** Start of RECORDS FOR THIS TASK **

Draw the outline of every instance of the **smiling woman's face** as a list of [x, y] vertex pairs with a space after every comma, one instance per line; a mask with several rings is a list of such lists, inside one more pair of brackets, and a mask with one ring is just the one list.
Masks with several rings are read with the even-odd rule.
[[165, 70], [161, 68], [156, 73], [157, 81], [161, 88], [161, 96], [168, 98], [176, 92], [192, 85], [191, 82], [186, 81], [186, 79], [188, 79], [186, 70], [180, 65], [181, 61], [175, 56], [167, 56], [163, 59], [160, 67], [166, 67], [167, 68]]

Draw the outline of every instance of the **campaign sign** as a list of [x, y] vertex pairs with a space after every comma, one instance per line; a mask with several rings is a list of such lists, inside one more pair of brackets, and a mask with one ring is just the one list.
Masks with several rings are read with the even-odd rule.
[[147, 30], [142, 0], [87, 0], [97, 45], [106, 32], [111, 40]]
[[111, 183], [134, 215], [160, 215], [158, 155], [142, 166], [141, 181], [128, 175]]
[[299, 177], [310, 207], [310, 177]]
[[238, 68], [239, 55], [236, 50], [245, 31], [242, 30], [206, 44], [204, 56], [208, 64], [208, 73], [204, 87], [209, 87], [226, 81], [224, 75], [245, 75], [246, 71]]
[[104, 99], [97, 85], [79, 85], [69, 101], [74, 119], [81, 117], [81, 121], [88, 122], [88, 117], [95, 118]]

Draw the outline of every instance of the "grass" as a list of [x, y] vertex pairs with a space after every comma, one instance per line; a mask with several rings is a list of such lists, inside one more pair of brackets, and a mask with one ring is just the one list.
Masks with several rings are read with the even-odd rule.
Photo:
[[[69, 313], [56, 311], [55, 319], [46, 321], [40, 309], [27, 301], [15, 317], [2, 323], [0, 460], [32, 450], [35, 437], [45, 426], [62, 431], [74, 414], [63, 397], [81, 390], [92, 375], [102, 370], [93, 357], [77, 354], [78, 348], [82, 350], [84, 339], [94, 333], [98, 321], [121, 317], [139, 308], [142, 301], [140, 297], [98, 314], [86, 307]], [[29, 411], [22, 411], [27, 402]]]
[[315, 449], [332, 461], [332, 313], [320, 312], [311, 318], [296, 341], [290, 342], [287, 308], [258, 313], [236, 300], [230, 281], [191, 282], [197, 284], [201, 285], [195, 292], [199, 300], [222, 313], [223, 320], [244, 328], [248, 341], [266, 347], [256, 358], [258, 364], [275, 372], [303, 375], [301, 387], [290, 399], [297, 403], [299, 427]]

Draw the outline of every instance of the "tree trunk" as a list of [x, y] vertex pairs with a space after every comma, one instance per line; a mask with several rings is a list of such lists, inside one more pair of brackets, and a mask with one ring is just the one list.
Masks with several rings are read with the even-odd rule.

** End of RECORDS FOR THIS TASK **

YOUR INSTRUCTIONS -> Rewrite the listing, starting at its beginning and ending at the line containing "67], [167, 68]]", with "vertex pairs" replaced by "coordinate pairs" and nothing else changed. Give only those lines.

RESPONSE TO THE EXERCISE ->
Draw the outline of every instance of the **smiling woman's face** as a list of [x, y] coordinate pairs with a space after every comma, one instance per line; a mask with several rings is a list of such lists, inside one more pair of brackets, and a mask with one ring is just the one list.
Masks with several rings are read with the even-odd rule.
[[165, 70], [161, 68], [156, 73], [157, 81], [161, 88], [161, 96], [168, 98], [176, 92], [192, 85], [191, 82], [186, 81], [186, 79], [188, 79], [186, 70], [180, 65], [181, 61], [175, 56], [167, 56], [163, 59], [160, 67], [166, 67], [167, 68]]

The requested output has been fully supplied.